## [Task inputs]
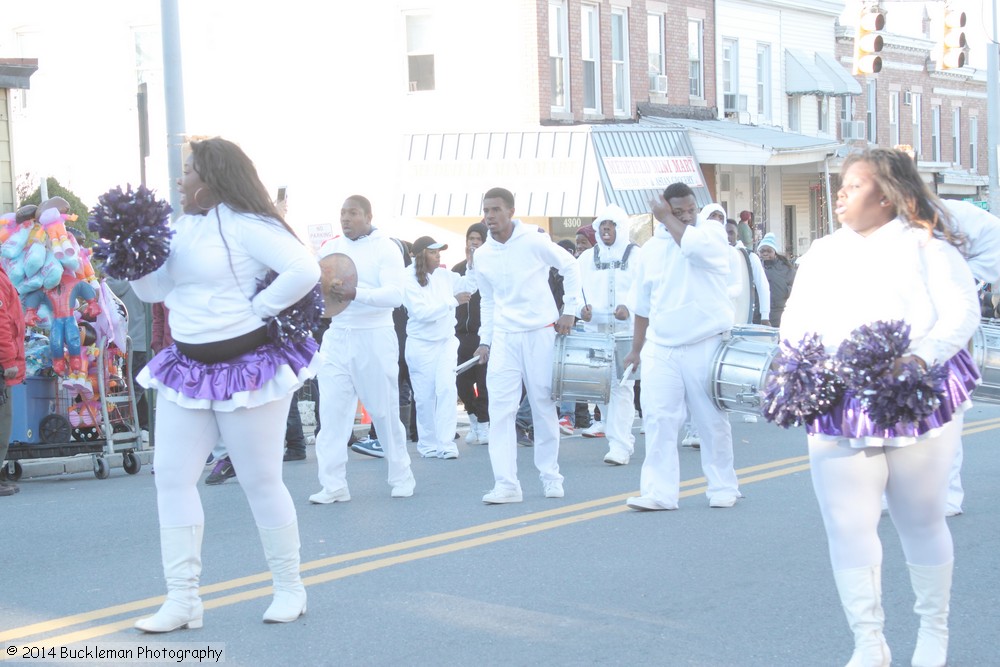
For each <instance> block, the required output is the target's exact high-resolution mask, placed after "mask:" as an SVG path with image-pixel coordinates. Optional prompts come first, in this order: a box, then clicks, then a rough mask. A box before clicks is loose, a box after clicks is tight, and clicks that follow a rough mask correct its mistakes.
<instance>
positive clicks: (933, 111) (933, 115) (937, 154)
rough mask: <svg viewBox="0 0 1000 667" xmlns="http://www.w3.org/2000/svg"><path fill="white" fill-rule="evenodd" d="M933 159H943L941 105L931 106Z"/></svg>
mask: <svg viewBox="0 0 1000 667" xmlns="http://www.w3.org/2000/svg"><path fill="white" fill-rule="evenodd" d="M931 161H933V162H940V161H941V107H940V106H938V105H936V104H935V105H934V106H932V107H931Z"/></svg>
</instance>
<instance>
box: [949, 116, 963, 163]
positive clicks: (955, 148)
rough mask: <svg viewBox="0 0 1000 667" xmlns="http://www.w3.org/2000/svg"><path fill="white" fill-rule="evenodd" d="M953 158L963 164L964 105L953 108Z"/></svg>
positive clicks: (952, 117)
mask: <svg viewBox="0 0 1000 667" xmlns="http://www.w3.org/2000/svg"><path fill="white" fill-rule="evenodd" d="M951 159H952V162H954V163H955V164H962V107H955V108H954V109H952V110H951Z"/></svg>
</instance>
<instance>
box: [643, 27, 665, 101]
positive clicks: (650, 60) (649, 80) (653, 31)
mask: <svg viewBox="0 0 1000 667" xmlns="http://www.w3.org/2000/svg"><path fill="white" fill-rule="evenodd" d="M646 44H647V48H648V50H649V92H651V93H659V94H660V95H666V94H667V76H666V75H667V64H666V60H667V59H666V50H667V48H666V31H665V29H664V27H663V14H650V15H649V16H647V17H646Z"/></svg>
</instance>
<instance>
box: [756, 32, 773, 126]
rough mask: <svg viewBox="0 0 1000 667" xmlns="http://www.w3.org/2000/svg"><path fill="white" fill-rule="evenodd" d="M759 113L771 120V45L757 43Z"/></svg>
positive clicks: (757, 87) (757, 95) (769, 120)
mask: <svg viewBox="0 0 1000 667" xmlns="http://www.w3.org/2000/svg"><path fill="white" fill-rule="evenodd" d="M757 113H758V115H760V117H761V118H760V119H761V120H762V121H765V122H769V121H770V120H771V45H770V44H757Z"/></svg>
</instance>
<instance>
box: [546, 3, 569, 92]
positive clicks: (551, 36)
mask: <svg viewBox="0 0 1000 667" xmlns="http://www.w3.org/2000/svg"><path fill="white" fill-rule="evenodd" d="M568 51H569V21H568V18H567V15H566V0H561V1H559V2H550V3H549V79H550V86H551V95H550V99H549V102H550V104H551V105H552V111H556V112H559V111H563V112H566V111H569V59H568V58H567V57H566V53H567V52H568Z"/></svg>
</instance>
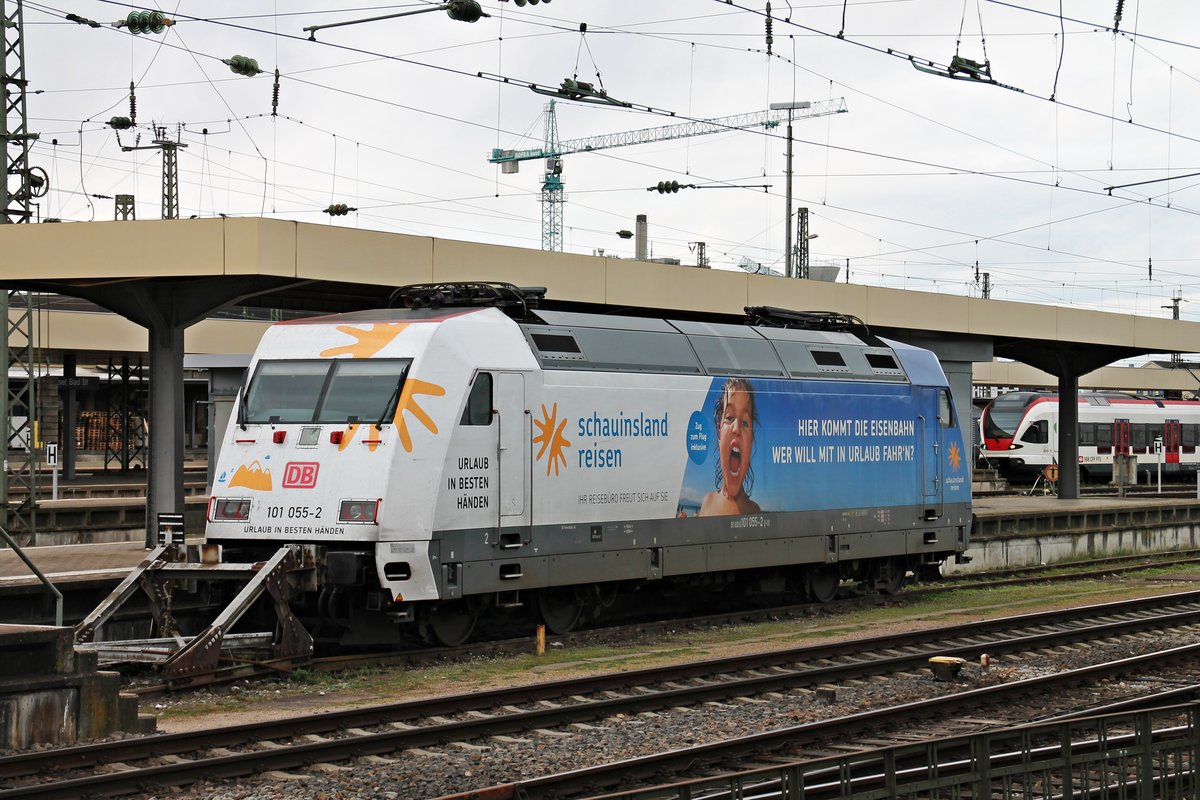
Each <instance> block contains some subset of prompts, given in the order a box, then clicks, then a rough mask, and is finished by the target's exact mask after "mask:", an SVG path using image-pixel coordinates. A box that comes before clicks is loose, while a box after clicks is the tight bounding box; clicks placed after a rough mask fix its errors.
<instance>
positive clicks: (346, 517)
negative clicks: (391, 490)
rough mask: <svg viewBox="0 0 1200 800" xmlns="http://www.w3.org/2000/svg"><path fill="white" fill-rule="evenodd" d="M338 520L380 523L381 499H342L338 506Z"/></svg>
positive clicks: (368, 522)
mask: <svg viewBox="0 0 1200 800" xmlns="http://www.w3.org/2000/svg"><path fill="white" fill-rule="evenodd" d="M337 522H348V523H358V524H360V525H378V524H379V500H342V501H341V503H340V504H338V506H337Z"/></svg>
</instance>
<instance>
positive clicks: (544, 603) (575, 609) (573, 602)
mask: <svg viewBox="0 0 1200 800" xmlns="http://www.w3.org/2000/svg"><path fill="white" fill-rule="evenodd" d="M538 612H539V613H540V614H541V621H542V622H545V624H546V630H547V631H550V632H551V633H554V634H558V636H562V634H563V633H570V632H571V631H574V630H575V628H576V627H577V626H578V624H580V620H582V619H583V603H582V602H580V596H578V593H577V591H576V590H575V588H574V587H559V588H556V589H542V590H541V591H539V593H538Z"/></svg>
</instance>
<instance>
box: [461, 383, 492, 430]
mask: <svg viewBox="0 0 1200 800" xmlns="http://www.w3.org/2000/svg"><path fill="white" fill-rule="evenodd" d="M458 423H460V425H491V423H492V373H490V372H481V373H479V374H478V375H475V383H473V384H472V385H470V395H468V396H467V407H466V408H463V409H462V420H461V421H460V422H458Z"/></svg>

## [Problem description]
Write out the records above once more, word for word, with no pictures.

## [Task response]
For each <instance> block, the required output is the target's exact high-resolution mask, placed after "mask:" as an SVG path with image-pixel coordinates. Optional prompts come first, in this order: a box, then clicks, then a rough mask. A box before clicks is loose, a box after clicks is tight, and clicks that follow a rough mask correct its mistakes.
<instance>
positive clicks: (933, 111) (933, 115) (937, 154)
rough mask: <svg viewBox="0 0 1000 667" xmlns="http://www.w3.org/2000/svg"><path fill="white" fill-rule="evenodd" d="M933 159H943L941 105L931 106Z"/></svg>
mask: <svg viewBox="0 0 1000 667" xmlns="http://www.w3.org/2000/svg"><path fill="white" fill-rule="evenodd" d="M931 161H933V162H940V161H941V107H940V106H938V105H936V104H935V105H934V106H932V107H931Z"/></svg>
</instance>
<instance>
box: [949, 116, 963, 163]
positive clicks: (955, 148)
rough mask: <svg viewBox="0 0 1000 667" xmlns="http://www.w3.org/2000/svg"><path fill="white" fill-rule="evenodd" d="M953 158L963 164L964 105L953 108Z"/></svg>
positive clicks: (952, 117)
mask: <svg viewBox="0 0 1000 667" xmlns="http://www.w3.org/2000/svg"><path fill="white" fill-rule="evenodd" d="M951 159H952V162H954V163H955V164H962V107H955V108H954V109H952V110H951Z"/></svg>
</instance>
<instance>
box: [643, 27, 665, 101]
positive clicks: (650, 60) (649, 80) (653, 31)
mask: <svg viewBox="0 0 1000 667" xmlns="http://www.w3.org/2000/svg"><path fill="white" fill-rule="evenodd" d="M646 44H647V48H648V50H649V92H651V93H659V94H660V95H666V94H667V76H666V75H667V64H666V60H667V59H666V50H667V48H666V31H665V29H664V27H663V14H650V15H649V16H647V17H646Z"/></svg>
</instance>
<instance>
box: [756, 32, 773, 126]
rough mask: <svg viewBox="0 0 1000 667" xmlns="http://www.w3.org/2000/svg"><path fill="white" fill-rule="evenodd" d="M759 113L771 120V45L757 43Z"/></svg>
positive clicks: (757, 87) (757, 95) (769, 120)
mask: <svg viewBox="0 0 1000 667" xmlns="http://www.w3.org/2000/svg"><path fill="white" fill-rule="evenodd" d="M757 113H758V115H760V117H761V118H760V119H761V120H762V121H765V122H769V121H770V120H771V45H770V44H757Z"/></svg>
</instance>
<instance>
box: [546, 3, 569, 92]
positive clicks: (551, 36)
mask: <svg viewBox="0 0 1000 667" xmlns="http://www.w3.org/2000/svg"><path fill="white" fill-rule="evenodd" d="M568 51H569V21H568V18H567V15H566V0H561V1H559V2H550V3H549V79H550V86H551V95H550V99H549V102H550V104H551V105H552V111H556V112H559V111H563V112H566V111H569V59H568V58H567V57H566V53H567V52H568Z"/></svg>
</instance>
Each <instance> block contains some subset of prompts, given in the order a box, then clicks, then a rough mask, and is finished by the target's exact mask after "mask:", an SVG path using image-pixel coordinates. A box that comes before clicks is loose, while a box after clicks is the tight bounding box; clicks placed after a rough mask fix its errors.
<instance>
positive clicks: (346, 517)
negative clicks: (391, 490)
rough mask: <svg viewBox="0 0 1200 800" xmlns="http://www.w3.org/2000/svg"><path fill="white" fill-rule="evenodd" d="M338 520L380 523L381 499H342L338 506Z"/></svg>
positive clicks: (368, 522)
mask: <svg viewBox="0 0 1200 800" xmlns="http://www.w3.org/2000/svg"><path fill="white" fill-rule="evenodd" d="M337 522H348V523H358V524H360V525H378V524H379V500H342V501H341V503H340V504H338V506H337Z"/></svg>
</instance>
<instance>
positive clicks: (544, 603) (575, 609) (573, 602)
mask: <svg viewBox="0 0 1200 800" xmlns="http://www.w3.org/2000/svg"><path fill="white" fill-rule="evenodd" d="M538 612H539V613H540V614H541V621H542V622H545V624H546V630H547V631H550V632H551V633H554V634H558V636H562V634H563V633H570V632H571V631H574V630H575V628H576V627H577V626H578V624H580V620H582V619H583V603H582V602H580V596H578V593H577V591H576V590H575V588H574V587H559V588H556V589H542V590H541V591H539V593H538Z"/></svg>
</instance>
<instance>
box: [461, 383, 492, 430]
mask: <svg viewBox="0 0 1200 800" xmlns="http://www.w3.org/2000/svg"><path fill="white" fill-rule="evenodd" d="M458 423H460V425H491V423H492V373H490V372H481V373H479V374H478V375H475V383H473V384H472V385H470V395H468V396H467V407H466V408H463V409H462V420H461V421H460V422H458Z"/></svg>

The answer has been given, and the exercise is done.